[Start of Source data]
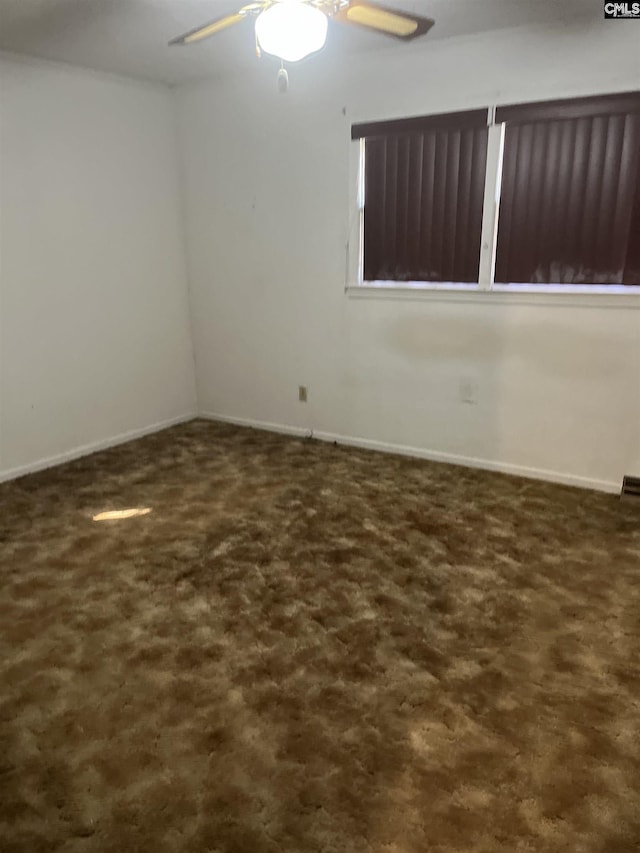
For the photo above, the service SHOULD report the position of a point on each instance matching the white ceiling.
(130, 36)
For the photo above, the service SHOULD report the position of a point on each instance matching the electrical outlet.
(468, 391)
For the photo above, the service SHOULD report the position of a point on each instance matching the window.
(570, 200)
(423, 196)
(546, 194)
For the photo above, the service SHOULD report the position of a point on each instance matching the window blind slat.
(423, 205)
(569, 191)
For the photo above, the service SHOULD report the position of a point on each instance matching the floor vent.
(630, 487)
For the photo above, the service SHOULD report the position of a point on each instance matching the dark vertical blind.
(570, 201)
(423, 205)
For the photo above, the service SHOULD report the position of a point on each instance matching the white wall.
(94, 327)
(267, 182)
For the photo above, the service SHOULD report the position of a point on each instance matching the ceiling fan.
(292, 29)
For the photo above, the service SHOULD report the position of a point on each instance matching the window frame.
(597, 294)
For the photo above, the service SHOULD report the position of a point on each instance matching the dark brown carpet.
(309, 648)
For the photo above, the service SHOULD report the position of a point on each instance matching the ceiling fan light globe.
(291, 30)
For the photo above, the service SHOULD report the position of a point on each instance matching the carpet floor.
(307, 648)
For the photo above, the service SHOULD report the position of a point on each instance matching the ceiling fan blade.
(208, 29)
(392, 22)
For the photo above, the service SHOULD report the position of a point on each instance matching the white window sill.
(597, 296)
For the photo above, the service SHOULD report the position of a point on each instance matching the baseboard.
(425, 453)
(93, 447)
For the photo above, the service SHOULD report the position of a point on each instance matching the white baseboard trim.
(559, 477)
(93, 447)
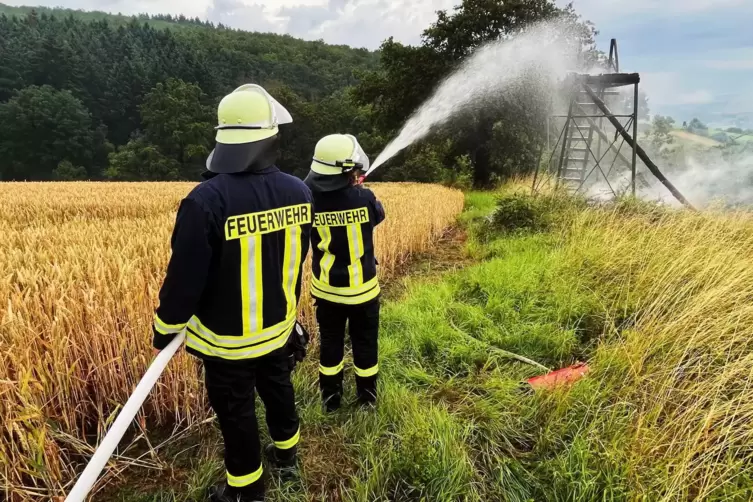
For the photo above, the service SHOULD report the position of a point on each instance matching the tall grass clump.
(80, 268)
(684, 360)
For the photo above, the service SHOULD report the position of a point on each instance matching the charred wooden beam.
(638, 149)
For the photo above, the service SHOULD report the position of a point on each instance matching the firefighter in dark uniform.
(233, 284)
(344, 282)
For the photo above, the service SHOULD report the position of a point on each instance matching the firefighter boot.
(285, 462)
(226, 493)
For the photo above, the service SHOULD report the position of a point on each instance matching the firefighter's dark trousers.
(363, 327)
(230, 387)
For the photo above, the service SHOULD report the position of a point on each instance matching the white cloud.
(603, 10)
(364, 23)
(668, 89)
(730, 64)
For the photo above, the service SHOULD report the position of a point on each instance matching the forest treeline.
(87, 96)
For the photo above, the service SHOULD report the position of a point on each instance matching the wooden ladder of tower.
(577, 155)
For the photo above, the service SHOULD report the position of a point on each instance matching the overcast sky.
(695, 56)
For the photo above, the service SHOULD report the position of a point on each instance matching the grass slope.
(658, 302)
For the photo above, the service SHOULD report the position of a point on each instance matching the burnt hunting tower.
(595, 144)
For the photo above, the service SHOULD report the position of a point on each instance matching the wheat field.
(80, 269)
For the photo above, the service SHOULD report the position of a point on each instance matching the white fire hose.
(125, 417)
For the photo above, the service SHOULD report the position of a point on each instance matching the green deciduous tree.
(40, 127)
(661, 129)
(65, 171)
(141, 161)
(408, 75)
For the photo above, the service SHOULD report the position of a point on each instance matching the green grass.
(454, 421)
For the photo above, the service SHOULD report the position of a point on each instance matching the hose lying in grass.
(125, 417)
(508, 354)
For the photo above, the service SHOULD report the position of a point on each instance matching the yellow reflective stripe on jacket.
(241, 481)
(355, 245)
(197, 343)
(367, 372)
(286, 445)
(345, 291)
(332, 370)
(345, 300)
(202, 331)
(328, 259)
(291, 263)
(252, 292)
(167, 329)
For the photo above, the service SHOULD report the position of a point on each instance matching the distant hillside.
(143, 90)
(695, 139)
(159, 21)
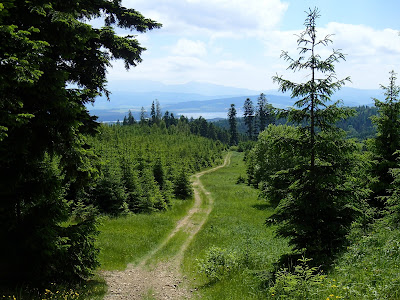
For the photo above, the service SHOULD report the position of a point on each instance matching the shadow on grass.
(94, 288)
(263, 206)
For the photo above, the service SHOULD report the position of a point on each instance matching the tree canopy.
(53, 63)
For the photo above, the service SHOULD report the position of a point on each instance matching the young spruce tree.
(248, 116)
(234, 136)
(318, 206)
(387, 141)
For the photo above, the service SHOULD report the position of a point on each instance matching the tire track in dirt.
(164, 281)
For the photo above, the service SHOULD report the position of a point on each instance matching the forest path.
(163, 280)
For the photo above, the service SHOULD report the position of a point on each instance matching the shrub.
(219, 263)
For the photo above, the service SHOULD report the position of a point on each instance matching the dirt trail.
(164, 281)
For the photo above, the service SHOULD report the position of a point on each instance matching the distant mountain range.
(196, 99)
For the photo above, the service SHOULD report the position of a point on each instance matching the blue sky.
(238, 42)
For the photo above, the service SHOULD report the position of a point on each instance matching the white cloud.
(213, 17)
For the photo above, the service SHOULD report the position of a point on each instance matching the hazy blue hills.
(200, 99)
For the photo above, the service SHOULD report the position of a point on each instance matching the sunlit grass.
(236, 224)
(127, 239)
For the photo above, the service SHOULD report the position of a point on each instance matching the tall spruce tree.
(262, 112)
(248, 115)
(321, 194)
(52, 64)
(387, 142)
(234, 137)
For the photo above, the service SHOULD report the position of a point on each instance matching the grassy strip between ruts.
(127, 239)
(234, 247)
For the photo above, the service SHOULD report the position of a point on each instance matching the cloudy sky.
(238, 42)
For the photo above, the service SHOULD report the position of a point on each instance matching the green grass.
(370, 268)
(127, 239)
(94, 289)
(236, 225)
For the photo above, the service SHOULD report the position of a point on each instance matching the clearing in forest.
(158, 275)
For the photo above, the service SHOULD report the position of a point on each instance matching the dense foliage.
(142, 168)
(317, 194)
[End of Source data]
Goal:
Rewrite every line of the records above as a JSON list of strings, one string per line, skipping blank lines and leaving out the pictures.

Completed exercise:
[
  "For the photo above, the service SHOULD report the position of a point on each instance matching the white ceiling.",
  "(130, 36)",
  "For the photo above, the service SHOULD report the position of a point on each instance matching the electrical outlet.",
  "(468, 391)",
  "For the photo above, the service SHOULD report the position of a point on each instance matching the window.",
  "(570, 200)",
  "(423, 196)",
  "(546, 194)",
  "For the photo above, the service SHOULD report the position of a point on each instance matching the window blind slat.",
  "(423, 205)",
  "(569, 191)",
  "For the photo above, the service SHOULD report the position of a point on each instance matching the floor vent.",
  "(630, 487)",
  "For the photo above, the service SHOULD report the position of a point on each instance matching the dark vertical blind.",
  "(570, 201)",
  "(423, 205)",
  "For the photo above, the service SHOULD report the position of a point on each instance matching the white wall.",
  "(94, 327)",
  "(267, 182)",
  "For the photo above, the service SHOULD report the position of a point on each instance matching the ceiling fan.",
  "(292, 29)",
  "For the photo above, the service SHOULD report the position of a point on each instance matching the window frame.",
  "(597, 294)",
  "For the photo above, the service SHOULD report the position of a point on each instance matching the dark brown carpet.",
  "(309, 648)",
  "For the photo above, the service SHOULD report the position of a point on each instance matching the ceiling fan light globe.",
  "(291, 30)",
  "For the photo above, the service SHOULD report the position of a point on each instance matching the carpet floor.",
  "(307, 648)",
  "For the photo above, the service SHOULD report the position of a point on each instance matching the ceiling fan blade.",
  "(208, 29)",
  "(392, 22)",
  "For the photo above, the service SHOULD report the position of a point on each instance matching the white window sill.",
  "(597, 296)",
  "For the photo above, the service SHOULD report the position of a point on each instance matching the baseboard.",
  "(425, 453)",
  "(93, 447)",
  "For the photo above, the service SHOULD report the position of a point on each instance matching the white baseboard trim.",
  "(559, 477)",
  "(93, 447)",
  "For the photo above, the service SHOULD report the position of a point on each instance matching the tall grass clump.",
  "(80, 268)",
  "(684, 360)",
  "For the photo above, the service SHOULD report the position of a point on each instance matching the charred wooden beam.",
  "(638, 149)",
  "For the photo above, the service SHOULD report the position of a point on each instance matching the firefighter in dark uniform.",
  "(233, 284)",
  "(344, 282)",
  "For the photo above, the service SHOULD report the position of a point on each instance matching the firefighter boot.",
  "(285, 462)",
  "(226, 493)",
  "For the photo above, the service SHOULD report the position of a point on each instance matching the firefighter's dark trousers.",
  "(363, 327)",
  "(230, 387)",
  "For the photo above, the service SHOULD report the position of a point on each instance matching the white cloud.",
  "(603, 10)",
  "(364, 23)",
  "(668, 89)",
  "(730, 64)",
  "For the photo above, the service SHOULD report the position of a point on each instance matching the forest treeline.",
  "(87, 96)",
  "For the photo above, the service SHOULD report the position of a point on each instance matching the wooden ladder of tower.",
  "(577, 155)",
  "For the photo above, the service SHOULD report the position of a point on each instance matching the overcast sky.",
  "(695, 56)",
  "For the photo above, the service SHOULD report the position of a point on each instance matching the grass slope.",
  "(658, 302)",
  "For the photo above, the service SHOULD report the position of a point on each instance matching the burnt hunting tower.",
  "(595, 144)",
  "For the photo above, the service SHOULD report the position of a point on each instance matching the wheat field.",
  "(80, 269)",
  "For the photo above, the service SHOULD report the position of a point on each instance matching the white fire hose.",
  "(125, 417)",
  "For the photo above, the service SHOULD report the position of a point on each instance matching the green deciduous tree.",
  "(40, 127)",
  "(661, 129)",
  "(65, 171)",
  "(141, 161)",
  "(408, 75)",
  "For the photo above, the service SHOULD report the position of a point on each instance matching the green grass.",
  "(454, 421)",
  "For the photo above, the service SHOULD report the position of a point on each instance matching the hose lying in grass.",
  "(125, 417)",
  "(508, 354)",
  "For the photo above, the service SHOULD report the position of a point on each instance matching the yellow reflective stripe on jacket.",
  "(241, 481)",
  "(355, 245)",
  "(197, 343)",
  "(367, 372)",
  "(286, 445)",
  "(345, 291)",
  "(332, 370)",
  "(345, 300)",
  "(202, 331)",
  "(328, 259)",
  "(291, 263)",
  "(252, 292)",
  "(167, 329)",
  "For the photo above, the service SHOULD report the position of a point on each instance matching the distant hillside.",
  "(143, 90)",
  "(695, 139)",
  "(159, 21)",
  "For the photo above, the service SHOULD report the position of a point on each instance matching the shadow on grass.",
  "(94, 288)",
  "(263, 206)",
  "For the photo above, the service SHOULD report the position of a point on each instance matching the tree canopy.",
  "(53, 63)",
  "For the photo above, the service SHOULD report the position of a point on each instance matching the young spruce tree.",
  "(248, 116)",
  "(234, 136)",
  "(318, 206)",
  "(387, 141)",
  "For the photo above, the service SHOULD report the position of a point on each instance matching the tire track in dirt.",
  "(164, 281)",
  "For the photo above, the service SHOULD report the position of a point on each instance matching the forest path.",
  "(163, 280)",
  "For the photo above, the service SHOULD report the position of a point on each instance matching the shrub.",
  "(219, 263)",
  "For the photo above, the service SHOULD report the position of a point on each instance matching the dirt trail.",
  "(164, 281)",
  "For the photo above, the service SHOULD report the position of a point on each instance matching the distant mountain range.",
  "(196, 99)",
  "For the photo above, the service SHOULD report the position of a point on each instance matching the blue sky.",
  "(238, 42)",
  "For the photo above, the service SHOULD report the position of a point on each instance matching the white cloud.",
  "(213, 17)",
  "For the photo above, the service SHOULD report the position of a point on each instance matching the hazy blue hills.",
  "(200, 99)",
  "For the photo above, the service SHOULD report the position of a point on each instance matching the sunlit grass.",
  "(236, 224)",
  "(127, 239)",
  "For the photo above, the service SHOULD report the position of a point on each instance matching the tall spruce tree.",
  "(262, 112)",
  "(248, 115)",
  "(321, 194)",
  "(52, 64)",
  "(387, 142)",
  "(234, 137)",
  "For the photo above, the service SHOULD report the position of a point on each instance matching the grassy strip between ruts.",
  "(127, 239)",
  "(234, 247)",
  "For the photo above, the service SHOULD report the position of a point on each instance matching the cloudy sky.",
  "(238, 42)",
  "For the photo above, the service SHOULD report the position of a point on each instance matching the green grass.",
  "(370, 268)",
  "(127, 239)",
  "(94, 289)",
  "(236, 225)",
  "For the photo above, the service SHOULD report the position of a point on each instance matching the clearing in forest.",
  "(158, 275)",
  "For the photo above, the service SHOULD report the position of a point on each instance matching the dense foliage.",
  "(142, 168)",
  "(317, 194)"
]